◆ **Study text**:
============
The broader impact/commercial potential of this Small Business Technology Transfer (STTR) Phase I project is to reduce the cost of surgical operations. Instrument tracking enables hospitals to optimize the supply chain, with a potential annual benefit to the US healthcare system of $8.5 B. Predictive scheduling can save $500k per operating room (OR) by closing gap times between procedures. Similarly, instrument prediction assistance can save an OR an estimated $14 per minute. The project will gather procedure and tool data from the operating room and apply artificial intelligence to optimize OR processes. This project has the potential to improve the overall function of the surgical team by anticipating surgical instrument needs.
============
◆ **Information provided**:
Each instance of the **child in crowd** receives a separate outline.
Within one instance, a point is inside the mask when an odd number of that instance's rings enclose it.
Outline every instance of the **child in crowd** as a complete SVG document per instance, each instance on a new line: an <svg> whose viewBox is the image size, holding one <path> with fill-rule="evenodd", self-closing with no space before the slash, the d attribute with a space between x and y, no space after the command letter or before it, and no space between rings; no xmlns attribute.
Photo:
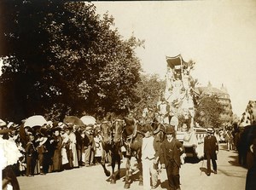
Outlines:
<svg viewBox="0 0 256 190"><path fill-rule="evenodd" d="M150 176L152 179L152 189L156 188L158 181L158 173L156 165L159 157L156 155L154 137L152 135L152 128L150 125L145 126L145 137L143 139L142 146L142 161L143 161L143 189L149 190Z"/></svg>
<svg viewBox="0 0 256 190"><path fill-rule="evenodd" d="M35 153L36 149L33 145L34 135L32 133L28 133L28 142L26 146L26 176L34 176L35 169Z"/></svg>

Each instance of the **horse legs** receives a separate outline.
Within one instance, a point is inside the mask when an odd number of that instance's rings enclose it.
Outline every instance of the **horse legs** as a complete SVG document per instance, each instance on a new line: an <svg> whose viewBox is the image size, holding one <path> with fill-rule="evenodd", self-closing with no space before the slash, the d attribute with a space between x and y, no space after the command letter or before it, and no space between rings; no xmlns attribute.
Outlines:
<svg viewBox="0 0 256 190"><path fill-rule="evenodd" d="M119 155L119 154L117 162L118 162L118 172L117 172L117 175L116 175L116 178L120 179L121 155Z"/></svg>
<svg viewBox="0 0 256 190"><path fill-rule="evenodd" d="M114 172L115 163L118 163L118 171ZM116 183L116 179L120 179L120 164L121 164L121 157L119 153L113 154L112 156L112 176L111 176L111 184Z"/></svg>
<svg viewBox="0 0 256 190"><path fill-rule="evenodd" d="M115 160L116 160L116 158L115 158L114 154L112 153L111 153L112 175L111 175L111 181L110 181L111 184L116 183L115 174L114 174Z"/></svg>
<svg viewBox="0 0 256 190"><path fill-rule="evenodd" d="M110 176L110 171L108 170L106 168L106 151L103 151L103 153L102 153L101 164L104 170L104 173L105 173L106 176Z"/></svg>
<svg viewBox="0 0 256 190"><path fill-rule="evenodd" d="M139 170L139 186L143 185L143 163L142 163L142 158L137 158L137 168Z"/></svg>
<svg viewBox="0 0 256 190"><path fill-rule="evenodd" d="M130 188L130 177L129 177L129 170L131 167L131 157L128 157L126 159L126 165L125 165L125 182L124 187L125 189Z"/></svg>

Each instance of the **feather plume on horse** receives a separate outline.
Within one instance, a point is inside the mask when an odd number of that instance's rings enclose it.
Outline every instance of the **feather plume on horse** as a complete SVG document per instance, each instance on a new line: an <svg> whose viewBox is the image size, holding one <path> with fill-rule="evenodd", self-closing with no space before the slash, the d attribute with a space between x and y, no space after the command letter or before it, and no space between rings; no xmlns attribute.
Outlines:
<svg viewBox="0 0 256 190"><path fill-rule="evenodd" d="M108 118L110 119L110 118ZM108 153L111 156L112 175L110 177L111 183L116 183L116 179L120 178L120 164L121 164L121 138L124 121L115 119L113 121L104 121L101 124L102 134L102 166L107 176L110 176L109 170L106 169L105 158ZM115 163L118 164L118 171L114 172Z"/></svg>
<svg viewBox="0 0 256 190"><path fill-rule="evenodd" d="M137 168L139 170L139 185L143 185L143 174L142 174L142 146L143 138L144 134L143 132L143 126L137 123L134 118L125 118L125 126L123 130L124 146L126 148L126 159L125 166L125 188L130 188L130 167L131 158L135 157L137 162Z"/></svg>

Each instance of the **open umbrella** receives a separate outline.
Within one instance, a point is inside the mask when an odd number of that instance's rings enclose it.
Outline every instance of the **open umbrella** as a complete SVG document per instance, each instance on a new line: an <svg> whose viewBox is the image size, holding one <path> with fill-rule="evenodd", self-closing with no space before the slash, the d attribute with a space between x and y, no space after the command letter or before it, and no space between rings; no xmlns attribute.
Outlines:
<svg viewBox="0 0 256 190"><path fill-rule="evenodd" d="M83 121L76 116L66 116L63 120L63 123L65 124L72 123L75 125L84 126Z"/></svg>
<svg viewBox="0 0 256 190"><path fill-rule="evenodd" d="M96 124L96 118L92 116L83 116L81 118L81 120L86 125Z"/></svg>
<svg viewBox="0 0 256 190"><path fill-rule="evenodd" d="M47 124L46 119L41 115L34 115L26 119L24 127L32 128L35 126L43 126L44 124Z"/></svg>

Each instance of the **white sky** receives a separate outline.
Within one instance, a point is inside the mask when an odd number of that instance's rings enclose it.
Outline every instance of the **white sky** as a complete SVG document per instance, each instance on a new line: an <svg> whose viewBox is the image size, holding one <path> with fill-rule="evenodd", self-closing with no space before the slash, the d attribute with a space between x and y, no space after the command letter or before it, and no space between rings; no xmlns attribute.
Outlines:
<svg viewBox="0 0 256 190"><path fill-rule="evenodd" d="M211 81L214 87L227 87L239 117L249 100L256 101L256 1L93 3L96 13L113 16L125 38L134 32L146 41L137 53L147 73L164 78L166 56L181 54L185 61L195 61L192 76L202 85Z"/></svg>
<svg viewBox="0 0 256 190"><path fill-rule="evenodd" d="M195 61L202 85L224 83L234 113L256 101L256 1L93 2L96 13L113 15L127 38L144 39L137 55L147 73L163 78L166 56ZM255 79L254 79L255 78Z"/></svg>

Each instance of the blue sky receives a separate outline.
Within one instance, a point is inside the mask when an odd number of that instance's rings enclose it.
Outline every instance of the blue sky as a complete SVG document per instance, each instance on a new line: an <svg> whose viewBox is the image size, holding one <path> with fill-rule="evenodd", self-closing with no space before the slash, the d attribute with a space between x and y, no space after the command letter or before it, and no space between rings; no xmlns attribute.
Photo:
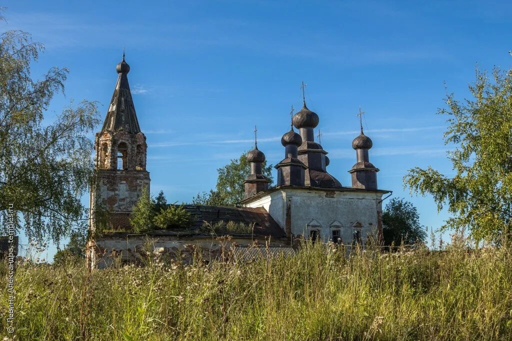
============
◆ **Task list**:
#1 In the surgical AI project summary, how much can predictive scheduling save per operating room?
#2 Duplicate the part of the surgical AI project summary that opens with the words containing "The broader impact/commercial" and closes with "surgical instrument needs.".
#3 Pick up the surgical AI project summary after its final sentence and keep writing.
The material comes from a separate source and has no connection to the surgical AI project summary.

◆ **Your responses**:
#1 $500k per operating room.

#2
The broader impact/commercial potential of this Small Business Technology Transfer (STTR) Phase I project is to reduce the cost of surgical operations. Instrument tracking enables hospitals to optimize the supply chain, with a potential annual benefit to the US healthcare system of $8.5 B. Predictive scheduling can save $500k per operating room (OR) by closing gap times between procedures. Similarly, instrument prediction assistance can save an OR an estimated $14 per minute. The project will gather procedure and tool data from the operating room and apply artificial intelligence to optimize OR processes. This project has the potential to improve the overall function of the surgical team by anticipating surgical instrument needs.

#3
This Small Business Technology Transfer (STTR) Phase I project advances the fields of medicine and artificial intelligence by leveraging intraoperative data gathered by surgical instrument tracking. This unique data stream offers one of the first quantitative windows into a surgical operation. The objective of this project is to create computational tools to improve operating room scheduling and instrument supply, and test them with real clinical data. Transformer networks, commonly used in natural language processing tasks, will be adapted for this application and leveraged as an autoregressive tool to predict parameters of interest. The system will generate data regarding variations among surgeons, procedures, and patients.
This award reflects NSF's statutory mission and has been deemed worthy of support through evaluation using the Foundation's intellectual merit and broader impacts review criteria.